◆ Source passage
An intriguing issue for me was the question of trust. Tasha is not sure she can trust Branden because he is a loyal Triad admiral. But she is also mistrustful of him for a super interesting reason: because Psy-Serv can control his mind when he jacks in to the ship computers. She wonders whether he is feeling things because he has been “programmed” to. What’s “him” and what’s “machine”? She comes to trust his feelings, of course, but more based on intuition than in coming to understand his mental processes.
Despite their limited screen time, as a reader I was very invested in Branden and Tasha. In fact, there’s a moment in this book when Tasha says something to Branden that is so hurtful, that it has inspired me to make a list of the most heartbreaking moments in romance (stay tuned).
Tasha is just as likable and admirable as Branden. She’s more impulsive, intuitive, emotional, and social, but also goodhearted and heroic. It’s not clear why she went from outlaw to dutiful soldier. I felt almost as if I had missed the first book in the series. Tasha’s past, as far as her character went, was very much “ancient history”, its only significance being the worry that the Branden would discover it.

◆ Recorded information
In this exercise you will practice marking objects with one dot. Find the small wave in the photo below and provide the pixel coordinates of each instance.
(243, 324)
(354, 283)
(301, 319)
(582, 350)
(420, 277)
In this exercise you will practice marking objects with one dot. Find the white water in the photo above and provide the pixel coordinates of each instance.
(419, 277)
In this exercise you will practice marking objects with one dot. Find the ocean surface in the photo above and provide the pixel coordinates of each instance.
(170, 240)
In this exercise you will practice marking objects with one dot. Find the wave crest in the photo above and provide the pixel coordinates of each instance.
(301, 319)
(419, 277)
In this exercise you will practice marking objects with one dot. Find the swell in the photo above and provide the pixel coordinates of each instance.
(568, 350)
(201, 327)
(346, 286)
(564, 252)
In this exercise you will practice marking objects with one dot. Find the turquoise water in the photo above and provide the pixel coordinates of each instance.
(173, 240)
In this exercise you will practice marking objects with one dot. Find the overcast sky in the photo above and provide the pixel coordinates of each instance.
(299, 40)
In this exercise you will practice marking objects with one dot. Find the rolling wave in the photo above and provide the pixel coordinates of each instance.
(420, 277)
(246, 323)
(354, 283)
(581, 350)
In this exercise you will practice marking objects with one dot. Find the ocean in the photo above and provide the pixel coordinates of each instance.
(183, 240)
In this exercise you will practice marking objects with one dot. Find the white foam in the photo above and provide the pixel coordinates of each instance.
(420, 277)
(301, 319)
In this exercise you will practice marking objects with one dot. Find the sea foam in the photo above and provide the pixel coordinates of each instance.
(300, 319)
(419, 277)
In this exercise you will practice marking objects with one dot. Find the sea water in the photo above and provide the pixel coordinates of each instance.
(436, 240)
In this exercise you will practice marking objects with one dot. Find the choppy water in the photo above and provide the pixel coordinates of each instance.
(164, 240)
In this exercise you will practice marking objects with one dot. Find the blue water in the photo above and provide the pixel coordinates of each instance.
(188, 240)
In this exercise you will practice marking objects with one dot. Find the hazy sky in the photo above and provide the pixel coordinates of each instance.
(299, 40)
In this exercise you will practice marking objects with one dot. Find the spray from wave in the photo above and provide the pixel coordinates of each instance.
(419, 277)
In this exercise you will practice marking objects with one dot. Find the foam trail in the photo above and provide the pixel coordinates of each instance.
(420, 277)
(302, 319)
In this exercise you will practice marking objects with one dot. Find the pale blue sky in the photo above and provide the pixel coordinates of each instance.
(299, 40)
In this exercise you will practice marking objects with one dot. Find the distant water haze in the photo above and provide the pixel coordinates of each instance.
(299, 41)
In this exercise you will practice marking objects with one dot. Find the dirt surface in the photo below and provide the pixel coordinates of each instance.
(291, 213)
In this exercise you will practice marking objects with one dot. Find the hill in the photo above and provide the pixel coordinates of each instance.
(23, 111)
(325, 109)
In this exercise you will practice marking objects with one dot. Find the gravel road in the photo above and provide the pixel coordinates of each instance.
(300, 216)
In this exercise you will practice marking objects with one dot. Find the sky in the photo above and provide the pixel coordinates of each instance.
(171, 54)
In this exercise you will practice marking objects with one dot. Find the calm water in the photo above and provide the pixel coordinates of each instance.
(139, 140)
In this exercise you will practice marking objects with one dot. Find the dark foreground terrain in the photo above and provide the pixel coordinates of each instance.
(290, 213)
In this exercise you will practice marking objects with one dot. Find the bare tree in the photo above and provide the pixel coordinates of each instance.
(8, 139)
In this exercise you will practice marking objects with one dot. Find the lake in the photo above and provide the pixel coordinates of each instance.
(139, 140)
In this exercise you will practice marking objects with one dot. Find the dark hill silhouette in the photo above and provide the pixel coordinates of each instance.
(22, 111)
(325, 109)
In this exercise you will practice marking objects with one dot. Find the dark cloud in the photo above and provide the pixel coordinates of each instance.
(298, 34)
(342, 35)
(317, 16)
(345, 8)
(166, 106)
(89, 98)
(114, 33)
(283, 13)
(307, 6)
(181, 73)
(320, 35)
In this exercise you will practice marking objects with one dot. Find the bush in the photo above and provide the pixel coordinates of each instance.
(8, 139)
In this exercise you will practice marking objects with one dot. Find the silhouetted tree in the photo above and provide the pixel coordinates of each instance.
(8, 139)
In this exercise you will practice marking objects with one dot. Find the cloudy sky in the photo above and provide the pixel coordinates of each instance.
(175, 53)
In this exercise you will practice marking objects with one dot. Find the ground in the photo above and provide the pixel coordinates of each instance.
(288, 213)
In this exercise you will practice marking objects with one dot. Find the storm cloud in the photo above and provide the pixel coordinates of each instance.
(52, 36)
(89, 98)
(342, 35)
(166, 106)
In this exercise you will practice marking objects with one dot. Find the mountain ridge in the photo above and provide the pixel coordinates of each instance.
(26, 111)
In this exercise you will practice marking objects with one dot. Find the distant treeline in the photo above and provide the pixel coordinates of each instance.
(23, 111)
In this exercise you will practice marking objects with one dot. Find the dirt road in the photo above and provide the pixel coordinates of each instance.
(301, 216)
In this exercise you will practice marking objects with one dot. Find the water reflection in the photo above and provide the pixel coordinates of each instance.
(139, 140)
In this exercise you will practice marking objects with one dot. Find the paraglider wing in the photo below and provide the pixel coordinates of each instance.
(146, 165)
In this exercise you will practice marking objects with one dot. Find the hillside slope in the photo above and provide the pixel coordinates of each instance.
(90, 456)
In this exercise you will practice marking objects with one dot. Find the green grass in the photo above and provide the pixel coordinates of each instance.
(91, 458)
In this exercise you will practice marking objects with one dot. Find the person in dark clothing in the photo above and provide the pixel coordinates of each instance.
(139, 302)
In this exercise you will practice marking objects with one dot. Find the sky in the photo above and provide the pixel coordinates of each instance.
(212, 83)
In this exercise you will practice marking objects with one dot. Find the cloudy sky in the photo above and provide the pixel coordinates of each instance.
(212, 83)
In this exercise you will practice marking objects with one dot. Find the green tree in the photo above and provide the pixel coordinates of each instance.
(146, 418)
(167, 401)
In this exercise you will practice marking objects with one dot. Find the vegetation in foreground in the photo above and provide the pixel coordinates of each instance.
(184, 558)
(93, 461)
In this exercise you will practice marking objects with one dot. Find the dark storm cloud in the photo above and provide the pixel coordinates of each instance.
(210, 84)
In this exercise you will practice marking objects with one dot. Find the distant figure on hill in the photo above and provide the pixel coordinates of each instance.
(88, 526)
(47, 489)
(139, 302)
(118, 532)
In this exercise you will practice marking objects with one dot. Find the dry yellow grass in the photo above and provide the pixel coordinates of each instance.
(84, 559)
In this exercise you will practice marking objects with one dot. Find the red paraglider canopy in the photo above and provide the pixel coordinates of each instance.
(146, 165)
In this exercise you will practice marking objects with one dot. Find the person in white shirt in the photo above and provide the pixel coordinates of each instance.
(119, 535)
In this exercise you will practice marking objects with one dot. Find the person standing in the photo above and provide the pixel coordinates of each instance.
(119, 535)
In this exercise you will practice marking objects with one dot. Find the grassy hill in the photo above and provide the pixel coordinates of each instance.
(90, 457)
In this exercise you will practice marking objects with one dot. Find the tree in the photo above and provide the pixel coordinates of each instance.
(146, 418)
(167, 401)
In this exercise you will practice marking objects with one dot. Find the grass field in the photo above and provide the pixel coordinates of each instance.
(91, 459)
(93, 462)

◆ What is required
In the book review above, besides his being a loyal Triad admiral, what makes Tasha mistrust Branden?

◆ Task result
Psy-Serv can control his mind when he jacks in to the ship computers.